Fragmento fuente =
Para dar mayor claridad a lo dicho y apoyar más la propiedad con que habló el Santo, apuremos qué cosa es fineza. ¿Es fineza, acaso, tener amor? No, por cierto, sino las demostraciones del amor: ésas se llaman finezas. Aquellos signos exteriores demostrativos, y acciones que ejercita el amante, siendo su causa motiva el amor, eso se llama fineza. Luego si el Santo está hablando de finezas y actos externos, con grandísima propiedad trae el Lavatorio, y no la causa: pues la causa es el amor, y el Santo no está hablando del amor, sino de la fineza, que es el signo exterior. Luego no hay para qué ni por qué argüirle, pues lleva el Santo supuesto lo que después le sacan como nuevo.

Ya hemos respondido por los tres Santos. Ahora vamos a lo más arduo, que es a la opinión que últimamente forma el autor: al Aquiles de su sermón; a la que, en su sentir, tiene por la mayor fineza de Cristo, y a la que dice que «ninguno le dará otra que le iguale», que es decir que «Cristo no quiso la correspondencia de su amor para sí, sino para los hombres, y que ésta fue la mayor fineza: amar sin correspondencia».

Pruébalo con aquellas palabras: Et vos debetis alter alterius lavare pedes. De donde infiere que Cristo no quiere que le correspondamos ni que le amemos, sino que nos amemos unos a otros; y dice que es la mayor fineza de Cristo ésta, porque es fineza sin interés de correspondencia. Para esto no trae pruebas de Sagrada Escritura, porque dice que la mayor prueba de esta fineza es el carecer de pruebas, porque es fineza sin ejemplar.

Conque bien mirada la proposición, tiene dos miembros a que responder. El uno es que Cristo no quiso nuestra correspondencia. El otro, que no tiene prueba esta fineza de Cristo. Conque serán dos las respuestas. Una, probar que no sólo no fue fineza la que el autor dice; pero que fue fineza lo contrario, que es que Cristo quiere nuestra correspondencia, y que ésta es la fineza. La otra, probar que cuando supusiéramos que era fineza la que dice el autor, no le faltaran pruebas en la Sagrada Escritura, ni ejemplares donde nada falta.

Material mostrado =

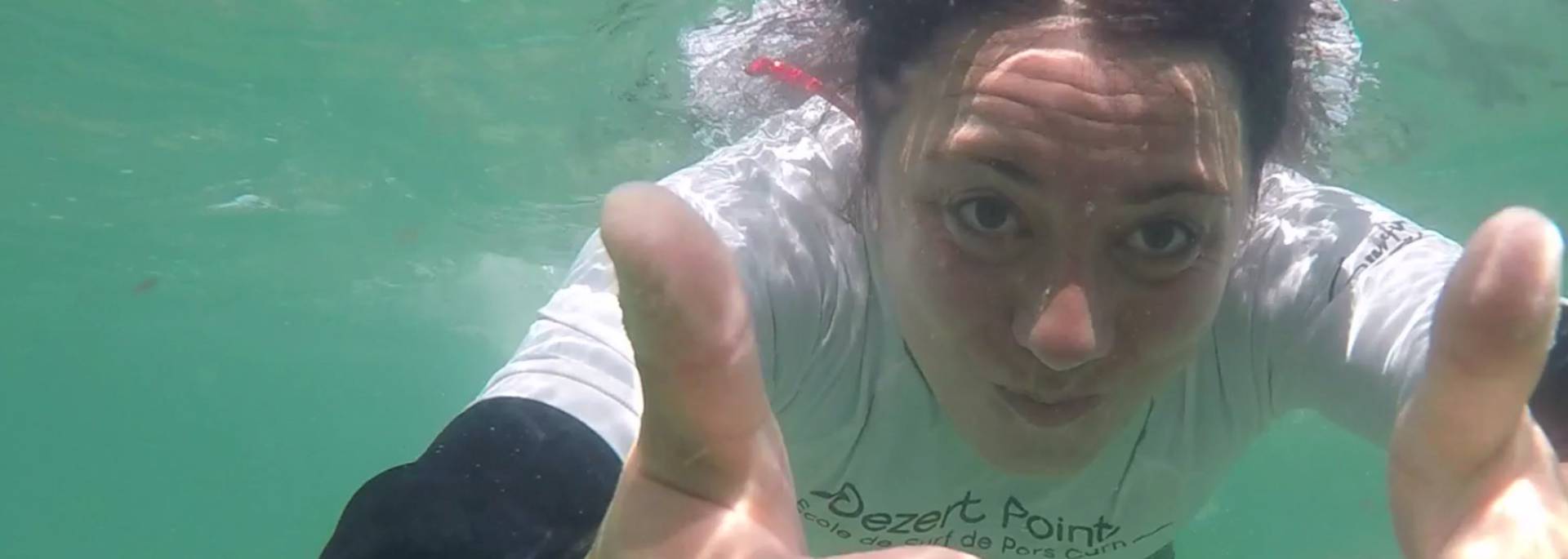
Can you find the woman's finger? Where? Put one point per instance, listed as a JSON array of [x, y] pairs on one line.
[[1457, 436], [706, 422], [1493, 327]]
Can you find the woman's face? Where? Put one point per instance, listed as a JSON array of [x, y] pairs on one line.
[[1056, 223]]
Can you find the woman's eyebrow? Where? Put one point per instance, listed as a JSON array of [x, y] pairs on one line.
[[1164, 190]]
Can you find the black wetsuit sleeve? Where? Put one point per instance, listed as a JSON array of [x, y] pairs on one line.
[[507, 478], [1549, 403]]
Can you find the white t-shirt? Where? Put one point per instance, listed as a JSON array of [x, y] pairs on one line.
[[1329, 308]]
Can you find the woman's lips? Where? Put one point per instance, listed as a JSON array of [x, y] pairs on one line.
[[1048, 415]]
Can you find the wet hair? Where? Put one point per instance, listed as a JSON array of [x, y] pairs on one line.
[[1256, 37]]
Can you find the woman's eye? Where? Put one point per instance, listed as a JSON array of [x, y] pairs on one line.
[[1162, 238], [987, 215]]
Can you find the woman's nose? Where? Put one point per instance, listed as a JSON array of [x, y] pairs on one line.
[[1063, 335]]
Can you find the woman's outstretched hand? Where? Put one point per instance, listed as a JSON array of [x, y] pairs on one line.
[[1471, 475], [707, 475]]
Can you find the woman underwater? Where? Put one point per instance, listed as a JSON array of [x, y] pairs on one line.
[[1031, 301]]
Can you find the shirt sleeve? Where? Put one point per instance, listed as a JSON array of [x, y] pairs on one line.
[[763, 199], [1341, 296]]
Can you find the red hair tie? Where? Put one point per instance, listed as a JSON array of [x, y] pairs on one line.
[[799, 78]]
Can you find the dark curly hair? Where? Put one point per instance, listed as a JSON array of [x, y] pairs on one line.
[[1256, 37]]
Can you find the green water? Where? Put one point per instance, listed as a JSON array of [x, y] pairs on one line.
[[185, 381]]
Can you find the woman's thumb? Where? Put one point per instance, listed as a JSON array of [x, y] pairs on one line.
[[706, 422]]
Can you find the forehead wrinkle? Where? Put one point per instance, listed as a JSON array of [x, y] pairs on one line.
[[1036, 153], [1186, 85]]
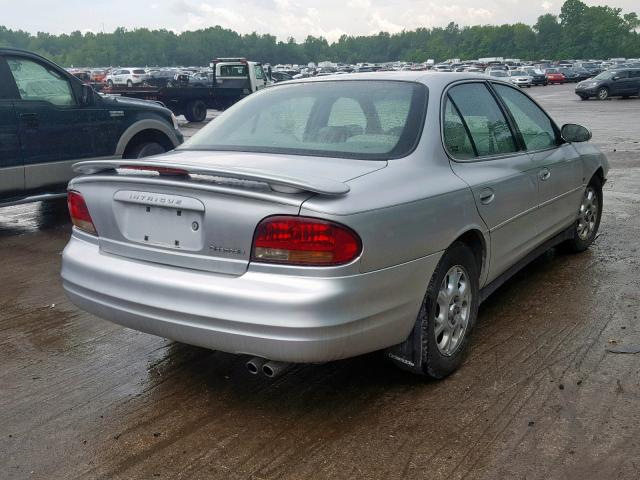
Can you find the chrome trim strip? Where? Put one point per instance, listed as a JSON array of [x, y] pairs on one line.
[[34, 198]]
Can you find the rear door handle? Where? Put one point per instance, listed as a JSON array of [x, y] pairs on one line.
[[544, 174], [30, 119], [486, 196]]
...
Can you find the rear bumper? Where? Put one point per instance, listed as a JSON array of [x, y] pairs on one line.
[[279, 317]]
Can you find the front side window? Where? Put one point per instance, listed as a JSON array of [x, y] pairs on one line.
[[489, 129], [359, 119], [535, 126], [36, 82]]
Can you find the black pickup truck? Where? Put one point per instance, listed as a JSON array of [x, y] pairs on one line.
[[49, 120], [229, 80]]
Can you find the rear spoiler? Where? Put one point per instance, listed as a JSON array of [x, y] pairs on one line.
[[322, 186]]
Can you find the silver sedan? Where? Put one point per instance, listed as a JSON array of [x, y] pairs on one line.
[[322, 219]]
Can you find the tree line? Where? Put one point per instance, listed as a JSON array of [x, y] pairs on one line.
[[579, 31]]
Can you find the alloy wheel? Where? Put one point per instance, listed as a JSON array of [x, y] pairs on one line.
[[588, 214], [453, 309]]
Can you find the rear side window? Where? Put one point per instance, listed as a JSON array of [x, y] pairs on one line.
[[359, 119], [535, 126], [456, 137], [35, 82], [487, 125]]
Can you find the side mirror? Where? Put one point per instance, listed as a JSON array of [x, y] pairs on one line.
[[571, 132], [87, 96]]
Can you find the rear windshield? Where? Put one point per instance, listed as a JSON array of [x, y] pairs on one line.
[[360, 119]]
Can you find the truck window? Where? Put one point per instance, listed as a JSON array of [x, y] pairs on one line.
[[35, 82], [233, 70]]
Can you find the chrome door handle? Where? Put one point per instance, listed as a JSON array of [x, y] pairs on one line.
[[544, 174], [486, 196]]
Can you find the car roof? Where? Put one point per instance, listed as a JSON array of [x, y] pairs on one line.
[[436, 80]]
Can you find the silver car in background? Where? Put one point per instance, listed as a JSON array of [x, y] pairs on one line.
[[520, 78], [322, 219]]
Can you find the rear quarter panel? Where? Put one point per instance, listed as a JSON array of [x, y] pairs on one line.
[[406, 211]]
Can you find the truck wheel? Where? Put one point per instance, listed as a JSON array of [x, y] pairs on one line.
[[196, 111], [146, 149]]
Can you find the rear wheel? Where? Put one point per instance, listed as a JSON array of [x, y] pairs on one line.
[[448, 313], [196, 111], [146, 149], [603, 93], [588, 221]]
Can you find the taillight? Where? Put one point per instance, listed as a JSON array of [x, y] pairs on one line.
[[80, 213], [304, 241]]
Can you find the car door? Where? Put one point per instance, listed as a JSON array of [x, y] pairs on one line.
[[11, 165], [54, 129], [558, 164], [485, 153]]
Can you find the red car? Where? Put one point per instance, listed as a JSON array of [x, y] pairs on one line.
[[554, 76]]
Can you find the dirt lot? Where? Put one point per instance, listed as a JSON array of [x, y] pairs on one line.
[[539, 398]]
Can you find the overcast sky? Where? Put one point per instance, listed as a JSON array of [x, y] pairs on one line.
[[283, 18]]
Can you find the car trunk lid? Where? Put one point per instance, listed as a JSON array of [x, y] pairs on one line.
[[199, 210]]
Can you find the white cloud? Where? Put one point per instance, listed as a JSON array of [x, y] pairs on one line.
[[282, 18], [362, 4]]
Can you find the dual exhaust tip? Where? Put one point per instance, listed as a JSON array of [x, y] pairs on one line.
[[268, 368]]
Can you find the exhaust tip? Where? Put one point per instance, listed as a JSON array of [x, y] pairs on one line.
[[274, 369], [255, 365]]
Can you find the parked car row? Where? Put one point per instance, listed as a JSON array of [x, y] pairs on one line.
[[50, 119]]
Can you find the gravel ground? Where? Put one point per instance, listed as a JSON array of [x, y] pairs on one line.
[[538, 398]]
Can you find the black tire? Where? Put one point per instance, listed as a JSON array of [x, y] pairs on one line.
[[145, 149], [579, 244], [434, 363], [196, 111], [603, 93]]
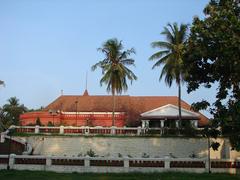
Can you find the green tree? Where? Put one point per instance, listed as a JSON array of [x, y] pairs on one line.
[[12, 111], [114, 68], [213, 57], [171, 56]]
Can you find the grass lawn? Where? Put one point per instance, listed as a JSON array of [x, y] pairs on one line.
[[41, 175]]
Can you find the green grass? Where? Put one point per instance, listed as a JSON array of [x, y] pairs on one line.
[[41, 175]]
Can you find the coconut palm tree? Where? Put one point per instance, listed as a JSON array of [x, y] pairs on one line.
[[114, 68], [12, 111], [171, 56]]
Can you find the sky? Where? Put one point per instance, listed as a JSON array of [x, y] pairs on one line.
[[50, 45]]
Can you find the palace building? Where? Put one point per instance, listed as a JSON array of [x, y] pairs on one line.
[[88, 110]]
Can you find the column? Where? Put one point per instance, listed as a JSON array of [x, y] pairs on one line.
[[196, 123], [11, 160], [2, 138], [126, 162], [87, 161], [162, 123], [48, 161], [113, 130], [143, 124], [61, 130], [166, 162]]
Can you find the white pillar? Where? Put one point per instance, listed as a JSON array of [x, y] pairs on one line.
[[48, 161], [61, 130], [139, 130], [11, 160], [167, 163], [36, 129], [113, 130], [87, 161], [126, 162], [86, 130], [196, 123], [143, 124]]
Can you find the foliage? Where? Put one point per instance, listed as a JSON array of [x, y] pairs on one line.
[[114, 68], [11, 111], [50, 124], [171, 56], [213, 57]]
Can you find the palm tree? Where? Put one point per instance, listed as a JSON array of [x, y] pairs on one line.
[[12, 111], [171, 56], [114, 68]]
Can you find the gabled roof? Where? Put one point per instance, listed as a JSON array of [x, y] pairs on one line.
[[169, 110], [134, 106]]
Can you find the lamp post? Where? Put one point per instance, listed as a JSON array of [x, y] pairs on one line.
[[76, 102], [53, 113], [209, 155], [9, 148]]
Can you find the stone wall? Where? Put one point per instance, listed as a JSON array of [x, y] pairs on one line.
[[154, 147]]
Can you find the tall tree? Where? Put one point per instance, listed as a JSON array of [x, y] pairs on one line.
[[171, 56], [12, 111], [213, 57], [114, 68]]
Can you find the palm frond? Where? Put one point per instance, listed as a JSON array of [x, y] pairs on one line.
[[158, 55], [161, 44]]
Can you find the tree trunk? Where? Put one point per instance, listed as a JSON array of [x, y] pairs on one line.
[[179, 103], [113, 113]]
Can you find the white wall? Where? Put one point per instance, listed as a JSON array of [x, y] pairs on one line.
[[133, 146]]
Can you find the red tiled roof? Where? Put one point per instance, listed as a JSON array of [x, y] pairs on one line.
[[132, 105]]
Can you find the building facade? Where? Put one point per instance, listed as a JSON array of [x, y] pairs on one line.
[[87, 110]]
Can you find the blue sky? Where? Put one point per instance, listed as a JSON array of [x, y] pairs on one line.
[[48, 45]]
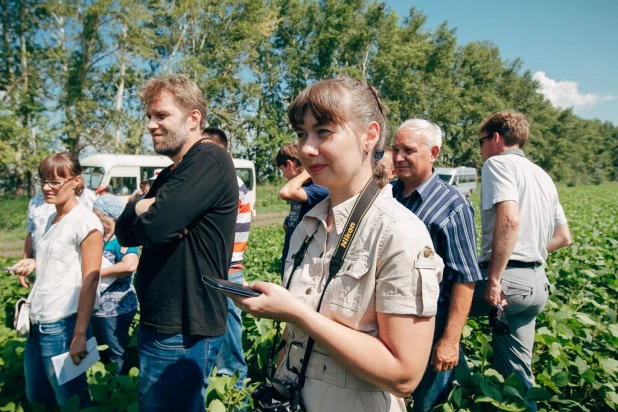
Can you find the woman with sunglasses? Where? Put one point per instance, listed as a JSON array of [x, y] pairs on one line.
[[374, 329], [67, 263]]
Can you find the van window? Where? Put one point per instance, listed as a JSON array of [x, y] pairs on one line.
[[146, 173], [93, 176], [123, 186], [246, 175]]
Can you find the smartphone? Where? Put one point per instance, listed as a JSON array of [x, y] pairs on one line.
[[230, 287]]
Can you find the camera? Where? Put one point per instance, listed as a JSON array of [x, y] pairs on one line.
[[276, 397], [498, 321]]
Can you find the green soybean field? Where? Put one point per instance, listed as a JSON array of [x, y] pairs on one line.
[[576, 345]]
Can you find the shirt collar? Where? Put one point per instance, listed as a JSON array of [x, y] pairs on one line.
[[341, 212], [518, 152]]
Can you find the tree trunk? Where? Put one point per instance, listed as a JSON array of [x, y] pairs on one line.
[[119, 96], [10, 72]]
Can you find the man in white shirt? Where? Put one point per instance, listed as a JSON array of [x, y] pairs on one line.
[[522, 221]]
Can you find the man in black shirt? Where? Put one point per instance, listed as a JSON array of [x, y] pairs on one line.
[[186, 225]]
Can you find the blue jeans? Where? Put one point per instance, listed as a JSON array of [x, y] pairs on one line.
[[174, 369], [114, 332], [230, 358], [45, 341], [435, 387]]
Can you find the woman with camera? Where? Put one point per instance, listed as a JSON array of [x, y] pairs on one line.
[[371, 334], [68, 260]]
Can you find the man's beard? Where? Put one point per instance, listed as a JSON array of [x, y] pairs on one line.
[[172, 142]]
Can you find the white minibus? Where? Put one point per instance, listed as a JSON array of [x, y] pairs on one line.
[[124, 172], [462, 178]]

Consigna =
Responde con datos del fragmento:
1. ¿Qué se llama fineza, según se explica al principio?
2. ¿Con qué palabras latinas prueba el autor su opinión sobre la mayor fineza de Cristo?
3. ¿Cuáles son los dos miembros de la proposición a los que hay que responder?
Las entradas son material independiente del fragmento.

Respuesta escrita =
1. Se llama fineza a las demostraciones del amor, es decir, a los signos exteriores y las acciones que ejercita el amante cuando su causa motiva es el amor.
2. Lo prueba con las palabras «Et vos debetis alter alterius lavare pedes».
3. El primero es que Cristo no quiso nuestra correspondencia. El segundo es que esta fineza de Cristo no tiene prueba.